Source data
(begin)

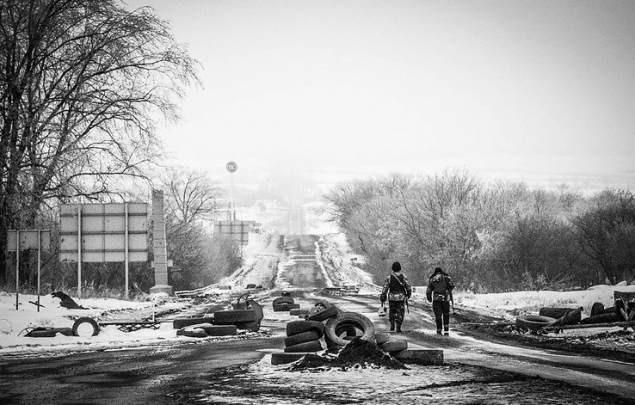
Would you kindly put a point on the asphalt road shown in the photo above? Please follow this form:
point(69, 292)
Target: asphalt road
point(184, 373)
point(140, 376)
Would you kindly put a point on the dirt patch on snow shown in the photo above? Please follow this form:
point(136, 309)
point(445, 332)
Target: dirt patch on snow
point(357, 354)
point(608, 344)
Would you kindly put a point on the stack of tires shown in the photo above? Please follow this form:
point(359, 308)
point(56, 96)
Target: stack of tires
point(284, 304)
point(337, 328)
point(248, 319)
point(533, 323)
point(207, 329)
point(618, 313)
point(304, 337)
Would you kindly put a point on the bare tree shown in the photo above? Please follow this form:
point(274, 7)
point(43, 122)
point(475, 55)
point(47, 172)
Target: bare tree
point(606, 233)
point(199, 258)
point(82, 84)
point(192, 195)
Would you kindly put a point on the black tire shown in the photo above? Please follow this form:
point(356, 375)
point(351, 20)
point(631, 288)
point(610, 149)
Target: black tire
point(285, 358)
point(181, 323)
point(394, 345)
point(597, 309)
point(285, 307)
point(381, 337)
point(303, 337)
point(283, 300)
point(554, 312)
point(344, 320)
point(295, 327)
point(191, 332)
point(253, 326)
point(220, 330)
point(79, 327)
point(306, 347)
point(232, 317)
point(323, 314)
point(533, 322)
point(347, 332)
point(602, 318)
point(49, 332)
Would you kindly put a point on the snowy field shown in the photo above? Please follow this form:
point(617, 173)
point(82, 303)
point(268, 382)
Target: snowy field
point(258, 256)
point(14, 323)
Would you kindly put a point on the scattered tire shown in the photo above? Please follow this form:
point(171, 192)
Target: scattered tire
point(220, 330)
point(285, 307)
point(349, 319)
point(253, 326)
point(232, 317)
point(602, 318)
point(191, 332)
point(295, 327)
point(85, 326)
point(299, 311)
point(306, 347)
point(394, 345)
point(533, 322)
point(597, 309)
point(183, 322)
point(348, 332)
point(285, 358)
point(303, 337)
point(381, 337)
point(322, 311)
point(554, 312)
point(49, 332)
point(283, 300)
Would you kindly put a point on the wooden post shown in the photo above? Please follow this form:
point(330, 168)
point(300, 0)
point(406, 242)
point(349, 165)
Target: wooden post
point(17, 267)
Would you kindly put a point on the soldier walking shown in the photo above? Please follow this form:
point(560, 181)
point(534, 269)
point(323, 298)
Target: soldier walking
point(397, 291)
point(439, 292)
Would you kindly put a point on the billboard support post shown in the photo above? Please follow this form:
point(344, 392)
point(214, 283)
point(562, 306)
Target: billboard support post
point(26, 240)
point(17, 268)
point(126, 248)
point(79, 252)
point(39, 266)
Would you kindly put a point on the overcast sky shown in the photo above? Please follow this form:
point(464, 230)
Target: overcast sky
point(515, 89)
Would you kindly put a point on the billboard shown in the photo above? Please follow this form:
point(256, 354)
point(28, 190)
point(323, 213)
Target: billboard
point(28, 240)
point(106, 232)
point(236, 230)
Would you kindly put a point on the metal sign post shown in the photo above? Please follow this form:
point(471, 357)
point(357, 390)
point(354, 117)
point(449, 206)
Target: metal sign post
point(17, 268)
point(27, 240)
point(231, 168)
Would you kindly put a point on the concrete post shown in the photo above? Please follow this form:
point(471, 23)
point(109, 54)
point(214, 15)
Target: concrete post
point(160, 245)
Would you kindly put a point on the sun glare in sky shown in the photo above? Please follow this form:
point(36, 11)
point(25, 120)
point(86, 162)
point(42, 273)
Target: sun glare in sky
point(541, 91)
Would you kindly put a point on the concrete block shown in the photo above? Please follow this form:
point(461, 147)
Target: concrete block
point(162, 288)
point(423, 357)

(end)

## TASK REQUIREMENTS
Transcribe every entry above word for word, leaving out the pictures.

## COMPLETE ANSWER
Would you kindly put a point on the asphalt road shown in the photo above? Please follow this form:
point(69, 292)
Target: asphalt road
point(184, 373)
point(140, 376)
Would you kindly put a point on the dirt patch on snow shown in the photo above? Please follow this form:
point(136, 309)
point(445, 332)
Target: dirt patch on snow
point(357, 354)
point(608, 344)
Would you kindly put a point on the stack of tires shown in the photo above? Please follow this form:
point(359, 308)
point(56, 96)
Target: stack of tires
point(284, 304)
point(337, 328)
point(248, 319)
point(533, 323)
point(207, 329)
point(618, 313)
point(304, 337)
Would you kindly put a point on the bare tree shown in the photo above? Please follow this form:
point(274, 7)
point(43, 122)
point(475, 55)
point(47, 172)
Target: bare tree
point(606, 233)
point(199, 258)
point(82, 84)
point(192, 195)
Would you kindly put a point on the black tire shown in the photo above? Please follow this form:
point(356, 375)
point(351, 20)
point(631, 288)
point(610, 149)
Target: black tire
point(285, 358)
point(181, 323)
point(394, 345)
point(597, 309)
point(285, 307)
point(381, 337)
point(303, 337)
point(283, 300)
point(554, 312)
point(344, 320)
point(295, 327)
point(191, 332)
point(253, 326)
point(220, 330)
point(79, 327)
point(306, 347)
point(232, 317)
point(323, 314)
point(533, 322)
point(347, 332)
point(602, 318)
point(49, 332)
Would you kindly put a point on the snowy field shown in the photo above? Please follow this form:
point(617, 173)
point(82, 303)
point(268, 382)
Target: snowy field
point(258, 256)
point(14, 323)
Would you kindly put a point on the scattered tire shown in the photo above? Please follow this form:
point(171, 192)
Target: scattered tire
point(220, 330)
point(285, 307)
point(349, 319)
point(253, 326)
point(232, 317)
point(602, 318)
point(191, 332)
point(295, 327)
point(85, 326)
point(299, 311)
point(306, 347)
point(394, 345)
point(533, 322)
point(597, 309)
point(183, 322)
point(348, 332)
point(285, 358)
point(303, 337)
point(381, 337)
point(322, 311)
point(554, 312)
point(49, 332)
point(283, 300)
Would you kindly put a point on the wooden post shown in the photo above? Please follow this form:
point(330, 168)
point(300, 0)
point(406, 242)
point(349, 165)
Target: wooden post
point(17, 267)
Would you kindly put a point on the soldier walking shown in the photo above? Please follow this form:
point(560, 181)
point(534, 269)
point(323, 298)
Target: soldier walking
point(397, 291)
point(439, 292)
Would you kindly put a point on the billboard support post shown in the photo above? Please follow this form:
point(344, 392)
point(214, 283)
point(562, 306)
Target: billboard support post
point(26, 240)
point(17, 268)
point(126, 248)
point(79, 252)
point(39, 266)
Would you kindly put a point on the overcast sky shown in the photo above? Please follow this form:
point(464, 230)
Target: overcast sky
point(515, 89)
Would you kindly put a point on the billboard shown in the photo above? Please follow this form:
point(256, 354)
point(28, 190)
point(323, 213)
Target: billboard
point(28, 240)
point(106, 232)
point(236, 230)
Would you kindly put a point on the metal sign post shown in the photo above? Please follow this form:
point(471, 357)
point(357, 390)
point(354, 117)
point(449, 206)
Target: metal sign post
point(17, 268)
point(27, 240)
point(231, 168)
Would you kindly put a point on the concrete post shown in the photo above? Please follow this form:
point(471, 23)
point(109, 54)
point(214, 15)
Target: concrete post
point(160, 245)
Would you kindly put a point on the sun glare in sky shown in the photo above? Please follow this form:
point(36, 11)
point(25, 120)
point(86, 162)
point(42, 273)
Target: sun glare in sky
point(541, 91)
Would you kindly put a point on the concrete block shown in the photo above? Please follow this form:
point(461, 147)
Target: concrete block
point(162, 288)
point(423, 357)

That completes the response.